Would you please copy out each entry exactly?

Data under study:
===
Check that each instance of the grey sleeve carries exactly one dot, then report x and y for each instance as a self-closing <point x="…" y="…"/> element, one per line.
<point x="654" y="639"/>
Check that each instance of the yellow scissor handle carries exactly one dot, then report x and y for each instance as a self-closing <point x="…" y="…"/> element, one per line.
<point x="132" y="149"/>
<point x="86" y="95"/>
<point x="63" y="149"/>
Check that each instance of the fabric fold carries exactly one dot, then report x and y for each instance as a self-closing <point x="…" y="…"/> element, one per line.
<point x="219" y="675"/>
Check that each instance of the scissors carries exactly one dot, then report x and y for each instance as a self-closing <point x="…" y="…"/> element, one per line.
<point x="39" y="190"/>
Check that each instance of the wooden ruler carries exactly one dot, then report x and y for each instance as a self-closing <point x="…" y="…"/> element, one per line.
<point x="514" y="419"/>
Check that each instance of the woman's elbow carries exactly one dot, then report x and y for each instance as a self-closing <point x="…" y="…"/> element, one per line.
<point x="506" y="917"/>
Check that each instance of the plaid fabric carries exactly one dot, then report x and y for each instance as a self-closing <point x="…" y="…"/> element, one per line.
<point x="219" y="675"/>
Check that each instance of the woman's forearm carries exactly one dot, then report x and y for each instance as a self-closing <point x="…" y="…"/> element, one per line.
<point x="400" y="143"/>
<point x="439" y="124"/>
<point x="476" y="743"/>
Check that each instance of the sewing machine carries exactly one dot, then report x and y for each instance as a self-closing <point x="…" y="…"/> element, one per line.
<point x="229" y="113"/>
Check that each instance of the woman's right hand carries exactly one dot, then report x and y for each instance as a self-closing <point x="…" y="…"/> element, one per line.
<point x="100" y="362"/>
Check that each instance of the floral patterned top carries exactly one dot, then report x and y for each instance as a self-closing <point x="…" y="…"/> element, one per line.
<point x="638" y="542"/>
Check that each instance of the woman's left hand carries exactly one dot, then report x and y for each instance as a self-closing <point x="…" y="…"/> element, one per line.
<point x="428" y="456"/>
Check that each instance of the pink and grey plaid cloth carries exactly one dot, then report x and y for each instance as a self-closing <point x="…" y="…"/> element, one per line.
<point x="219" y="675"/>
===
Completed exercise:
Check that each instance of the grey sleeve carries exactly one dot, then report x and y for each instance as a self-closing <point x="…" y="…"/> element, one per line.
<point x="654" y="639"/>
Check that each instance of the yellow scissor handle carries exactly one dot, then report x and y for each instance as a self-closing <point x="…" y="…"/> element, one per line.
<point x="132" y="149"/>
<point x="86" y="95"/>
<point x="63" y="149"/>
Check that each instance of the fabric fold carries exactly one dot, then report x and y for each instance as a self-closing <point x="…" y="…"/> element, one per line.
<point x="219" y="675"/>
Check that each instance of the scissors carries exactly one dot, then report x and y for each instance as a self-closing <point x="…" y="…"/> element, one per line.
<point x="39" y="190"/>
Check that each instance of the wooden ruler carries exactly one dot, then report x and y for each instance as a self-closing <point x="…" y="…"/> element, one per line.
<point x="514" y="419"/>
Check that each instance of the woman's elbow carries exactly one dot, then report x and y for each instance as a self-closing <point x="…" y="…"/> element, one per line.
<point x="506" y="917"/>
Check that each instance of the plaid fabric carries exactly one dot, then report x and y for each instance as a self-closing <point x="…" y="…"/> element, one per line.
<point x="219" y="675"/>
Check that each instance of the woman's forearm carries exactly one dot, then report x and y for each instance as a self-closing <point x="…" y="…"/> element, one per line.
<point x="400" y="143"/>
<point x="439" y="124"/>
<point x="476" y="743"/>
Check that each instance of the sewing machine carries exactly one dot, then report x and y for each instance as a self-closing <point x="…" y="…"/> element, one per line.
<point x="229" y="113"/>
Check that each instance of the woman's right hand carries exactly one dot, then report x and y for each instance as a self-closing <point x="…" y="…"/> element, one per line.
<point x="100" y="362"/>
Check that each instance of the floral patterned top carries exactly one dot, then report x and y for each instance as a self-closing <point x="…" y="…"/> element, one per line.
<point x="638" y="542"/>
Check that each instance of the woman's left hand carries exactly one dot, then report x and y for each instance as a self-closing <point x="…" y="…"/> element, one per line.
<point x="428" y="456"/>
Check that each instance of the pink and grey plaid cloth carries exactly one dot, then report x and y for each instance as a self-closing <point x="…" y="…"/> element, one per line.
<point x="219" y="675"/>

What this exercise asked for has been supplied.